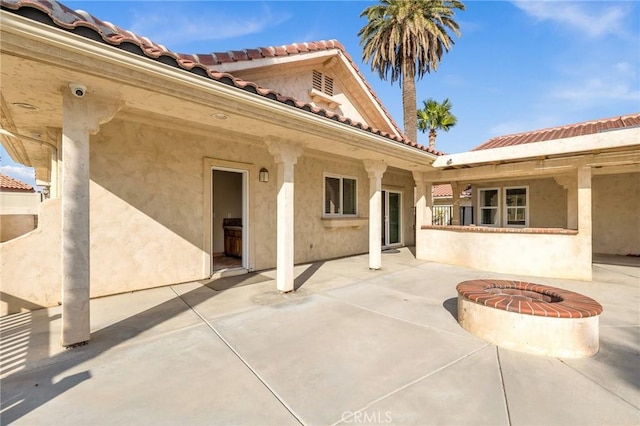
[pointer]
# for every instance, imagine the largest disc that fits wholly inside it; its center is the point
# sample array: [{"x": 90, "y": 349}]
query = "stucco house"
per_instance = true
[
  {"x": 161, "y": 166},
  {"x": 19, "y": 204},
  {"x": 544, "y": 201},
  {"x": 137, "y": 143}
]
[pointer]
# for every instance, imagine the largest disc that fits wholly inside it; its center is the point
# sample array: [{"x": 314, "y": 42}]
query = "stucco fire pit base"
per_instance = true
[{"x": 530, "y": 318}]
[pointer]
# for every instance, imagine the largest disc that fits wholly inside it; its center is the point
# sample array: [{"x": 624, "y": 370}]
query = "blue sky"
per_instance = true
[{"x": 518, "y": 66}]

_ _ _ _ _

* **Problem to solve**: Rewrite all of the material above with every "stucco" renamed to "adobe", leaving everything else unchanged. Omit the pictures.

* **Solved problem**:
[pointer]
# for every instance, imagine the largest disc that fits wholly inside it; its center is the point
# sample array: [{"x": 90, "y": 349}]
query = "adobe house"
per_instance = true
[
  {"x": 161, "y": 166},
  {"x": 19, "y": 204},
  {"x": 544, "y": 201},
  {"x": 137, "y": 143}
]
[pointer]
# for every instance, imagine the largest disc that fits wholly inside it; its center is the point
# sample array: [{"x": 314, "y": 42}]
query = "adobe fire pit base"
per_instance = true
[{"x": 530, "y": 318}]
[pointer]
# for every instance, imagine the largest disc that fits wholly inside it; its center is the point
# sample array: [{"x": 624, "y": 370}]
query = "blue sky"
per_instance = true
[{"x": 518, "y": 66}]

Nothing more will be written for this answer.